Énoncé A
Répondez aux questions suivantes d'après le texte sur la situation pénitentiaire.
(i) De quelle ville et de quelle date le texte est-il daté ?
(ii) Combien de détenus les établissements comptaient-ils début novembre ?
(iii) À quelle date a eu lieu l'attaque au péage d'Incarville ?
Énoncé B
Recopiez le passage du texte sur la situation pénitentiaire de « Les établissements pénitentiaires » à « déjà insuffisant ! ».
Énoncé C
Veuillez prolonger le texte sur la situation pénitentiaire à partir de sa dernière phrase.

Pantin, le 17 décembre 2024
Monsieur le Président, Mesdames et Messieurs les Membres du CSA AP,
Nous sommes réunis aujourd’hui pour le dernier CSA AP de cette année 2024 qui restera, à jamais, marquée dans les mémoires des agents pénitentiaires comme une année noire à plus d’un titre.
Les établissements pénitentiaires connaissent une surpopulation pénale jamais atteinte avec plus de 80130 détenus début novembre pour une capacité opérationnelle de 62357 places. Ce « tsunami » ne semble pas prêt de s’arrêter et ce n’est pas la nomination de l’ancien DAP missionné par l’IGJ qui va nous sortir de terre les places de prison manquantes au regard du retard déjà pris dans la mise en œuvre du plan 15000. D’autant que ce plan est d’ores et déjà insuffisant !
Le décès de Grégory durant une mission, l’attaque du 14 mai dernier au péage d’Incarville qui a coutée la vie à Fabrice et Arnaud mais aussi lourdement bléssé trois autres collègues, demeureront un traumatisme pour nombre d’entre nous. L’escalade de cette violence sans limite va jusqu’à mettre à prix la tête de deux personnels du CP de Marseille par un détenu appartenant au narcotrafic au seul motif qu’ils ont exercé leurs missions avec professionnalisme.

Lignes de données

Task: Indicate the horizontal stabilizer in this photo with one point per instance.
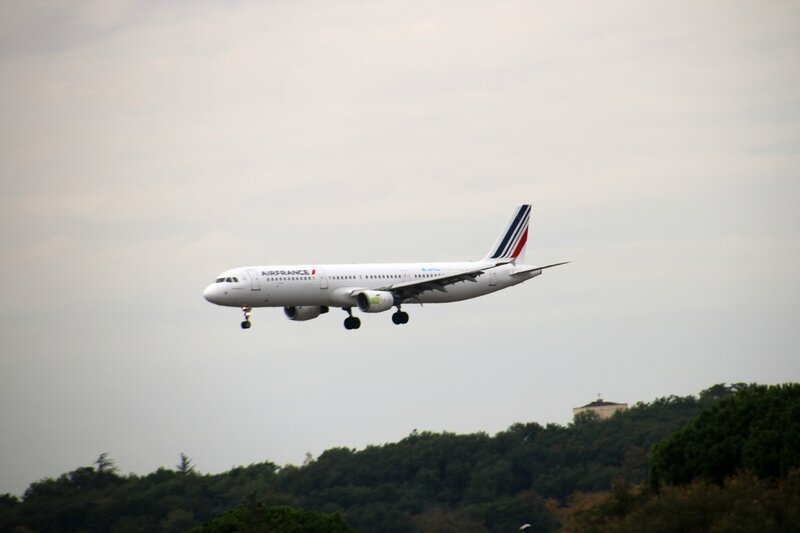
(534, 269)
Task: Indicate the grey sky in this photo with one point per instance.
(144, 148)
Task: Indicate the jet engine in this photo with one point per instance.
(304, 312)
(375, 301)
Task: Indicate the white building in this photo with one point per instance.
(603, 408)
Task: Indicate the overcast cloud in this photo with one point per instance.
(146, 147)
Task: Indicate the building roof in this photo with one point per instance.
(600, 403)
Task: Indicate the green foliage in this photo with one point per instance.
(258, 518)
(757, 429)
(742, 503)
(425, 482)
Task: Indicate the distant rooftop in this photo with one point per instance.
(600, 403)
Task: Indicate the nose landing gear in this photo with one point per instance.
(246, 310)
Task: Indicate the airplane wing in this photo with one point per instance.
(533, 269)
(411, 289)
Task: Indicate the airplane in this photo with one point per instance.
(306, 291)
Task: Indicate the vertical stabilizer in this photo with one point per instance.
(510, 244)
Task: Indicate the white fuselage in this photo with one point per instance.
(336, 285)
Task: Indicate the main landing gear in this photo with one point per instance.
(351, 322)
(246, 310)
(400, 317)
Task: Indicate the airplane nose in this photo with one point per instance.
(211, 293)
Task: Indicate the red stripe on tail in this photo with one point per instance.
(521, 244)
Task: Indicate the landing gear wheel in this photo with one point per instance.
(400, 317)
(246, 310)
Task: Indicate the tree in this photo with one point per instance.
(105, 465)
(185, 467)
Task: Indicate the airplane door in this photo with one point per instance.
(255, 280)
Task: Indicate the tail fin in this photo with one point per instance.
(510, 244)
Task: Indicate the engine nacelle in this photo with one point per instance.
(375, 301)
(304, 312)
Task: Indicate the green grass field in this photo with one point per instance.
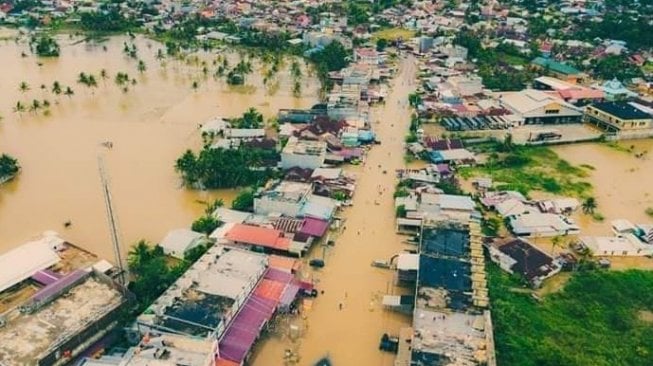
(599, 318)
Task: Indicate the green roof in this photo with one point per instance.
(555, 66)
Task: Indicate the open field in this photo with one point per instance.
(595, 320)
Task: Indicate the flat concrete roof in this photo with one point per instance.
(26, 337)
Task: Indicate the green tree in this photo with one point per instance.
(206, 224)
(589, 205)
(45, 46)
(8, 167)
(23, 87)
(69, 92)
(244, 201)
(56, 88)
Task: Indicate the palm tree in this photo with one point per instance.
(56, 88)
(19, 107)
(589, 205)
(82, 78)
(141, 66)
(35, 106)
(104, 75)
(23, 87)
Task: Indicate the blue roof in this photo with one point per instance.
(314, 209)
(365, 135)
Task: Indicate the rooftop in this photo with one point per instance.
(555, 66)
(304, 147)
(288, 191)
(20, 263)
(259, 236)
(202, 300)
(529, 261)
(171, 350)
(621, 110)
(28, 337)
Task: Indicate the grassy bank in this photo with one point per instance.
(599, 318)
(527, 169)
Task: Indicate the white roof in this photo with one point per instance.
(214, 125)
(229, 215)
(511, 207)
(542, 224)
(408, 262)
(22, 262)
(244, 132)
(457, 154)
(178, 241)
(327, 173)
(454, 202)
(530, 100)
(618, 246)
(622, 225)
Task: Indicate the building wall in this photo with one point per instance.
(290, 160)
(608, 121)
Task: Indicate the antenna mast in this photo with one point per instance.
(113, 227)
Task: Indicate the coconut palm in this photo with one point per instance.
(23, 87)
(589, 205)
(35, 106)
(56, 88)
(141, 66)
(19, 107)
(82, 78)
(104, 75)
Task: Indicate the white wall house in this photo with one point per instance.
(303, 154)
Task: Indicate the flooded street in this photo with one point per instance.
(351, 335)
(149, 126)
(621, 181)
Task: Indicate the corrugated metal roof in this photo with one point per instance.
(22, 262)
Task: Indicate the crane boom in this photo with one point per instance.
(113, 226)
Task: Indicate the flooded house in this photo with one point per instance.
(538, 107)
(56, 302)
(227, 296)
(520, 257)
(450, 322)
(303, 154)
(162, 349)
(618, 117)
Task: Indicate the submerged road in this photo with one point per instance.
(348, 320)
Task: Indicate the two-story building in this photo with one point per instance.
(617, 116)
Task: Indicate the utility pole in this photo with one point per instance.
(113, 227)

Résultat attendu A
(i) Pantin, le 17 décembre 2024.
(ii) Plus de 80130 détenus.
(iii) Le 14 mai.

Résultat attendu B
Les établissements pénitentiaires connaissent une surpopulation pénale jamais atteinte avec plus de 80130 détenus début novembre pour une capacité opérationnelle de 62357 places. Ce « tsunami » ne semble pas prêt de s’arrêter et ce n’est pas la nomination de l’ancien DAP missionné par l’IGJ qui va nous sortir de terre les places de prison manquantes au regard du retard déjà pris dans la mise en œuvre du plan 15000. D’autant que ce plan est d’ores et déjà insuffisant !

Résultat attendu C
Alors Monsieur le Président, l’UFAP UNSa Justice vous le dit, pour l’année 2025, il faudra plus qu’un simple Plan de Lutte National contre les Violences pour que de telles infamies ne se reproduisent plus… Il est temps que des mesures concrètes soient prises car la note du 10 Octobre dernier sur la criminalité organisée ne suffira pas à elle seule. L’anonymisation des procédures pour les fonctionnaires de cette direction doit devenir la règle, tout comme la création d’établissements spécialisés et adaptés !
Dans l’ordre du jour de ce CSA AP figure le projet de décret ARSE qui vient compléter les dispositions législatives issues de la LOPJ 2023, celui-ci permet au JLD de placer quelqu’un sous ARSE, à la condition que l’effectivité d’un hébergement soit vérifiée par le SPIP dans un délai de 10 jours. Si le rapport est favorable, la pose doit intervenir en établissement dans un délai maximum de 15 jours suivant la décision initiale de placement.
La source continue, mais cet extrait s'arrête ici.